*What the exercise asks*: Every entry should be returned unchanged, with the pictures omitted.

*Data for the task*:
•••
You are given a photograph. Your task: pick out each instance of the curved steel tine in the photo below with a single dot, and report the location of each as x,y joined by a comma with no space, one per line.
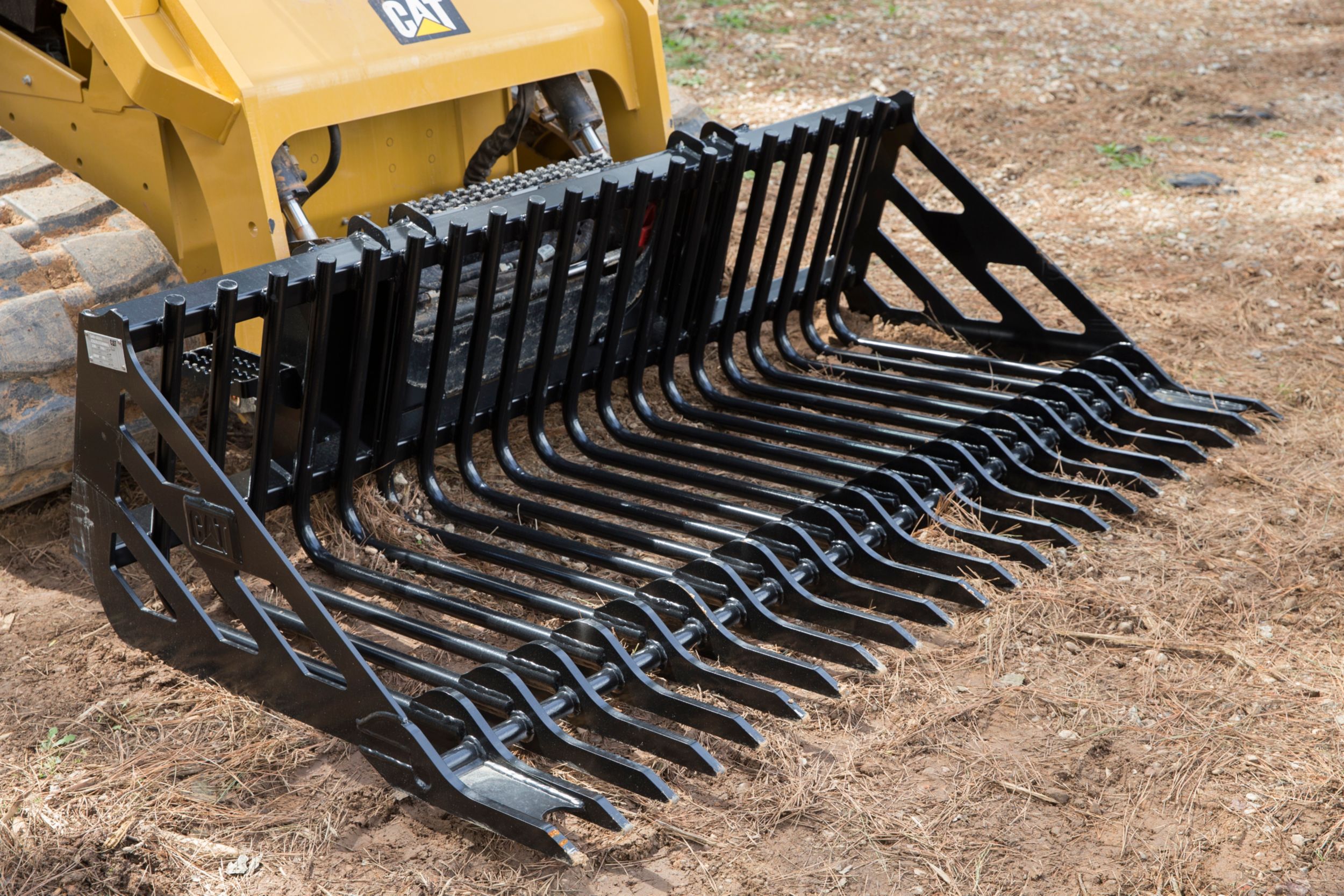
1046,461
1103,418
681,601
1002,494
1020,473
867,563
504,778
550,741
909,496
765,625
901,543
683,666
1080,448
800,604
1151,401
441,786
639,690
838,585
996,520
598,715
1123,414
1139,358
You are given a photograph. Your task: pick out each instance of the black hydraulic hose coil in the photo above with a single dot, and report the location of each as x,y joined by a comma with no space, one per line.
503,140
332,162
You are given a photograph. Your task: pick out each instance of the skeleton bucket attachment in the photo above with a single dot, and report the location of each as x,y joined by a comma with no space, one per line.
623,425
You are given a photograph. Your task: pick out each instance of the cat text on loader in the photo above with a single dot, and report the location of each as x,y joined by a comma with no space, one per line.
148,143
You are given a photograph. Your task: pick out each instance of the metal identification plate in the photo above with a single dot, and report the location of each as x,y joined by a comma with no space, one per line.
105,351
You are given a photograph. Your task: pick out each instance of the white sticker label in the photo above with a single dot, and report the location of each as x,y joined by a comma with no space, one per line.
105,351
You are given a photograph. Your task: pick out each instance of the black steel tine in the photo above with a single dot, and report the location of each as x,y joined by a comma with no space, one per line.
•••
*Solution to this problem*:
You are given a photograph. Your task: pick out each instance of the curved steel tine in the photo below with a single dot, and report the location of each as x,y joined by a comma with no space, one per line.
1046,461
1103,418
681,601
1002,494
1020,473
867,563
504,778
550,741
909,496
765,625
901,543
683,666
1080,448
800,604
1151,401
441,786
639,690
838,585
996,520
598,715
1123,414
1139,358
You are given a photograph. Your task: pick out each instance of the black hydraulic hose coil in the photo above with a single dot, and report the location of each as x,y joined by a comma with no space, one per line.
503,140
332,162
You are given a photograph. Your task: pick out each instance of the skeleton bucket attachment in the photo above with a single dot, and report the location of each as x,y joined by a comma with no space, one per line.
623,425
You are given a photograph. Your task: pick out each instance of the cat text on loader in the photo above with a single dot, and report the location of each as x,y joined by a comma with no space, one per line.
148,143
You are given a photograph. Your task: pick out each instance of the metal identification plate in the photo above with a single dot, and report the location of each as x,y joined by a comma with no space, one per line.
105,351
You are given a photograph. Your task: pick out each instance of the white sticker label in the photo above with a single dot, and report the location of each as x,y joined by a comma with no space, one per line.
105,351
You are given a photograph. Your task: pick out each instance of the black steel tine in the photo above with a single dot, and report the location of each as x,y joined by a comma with no space, one per line.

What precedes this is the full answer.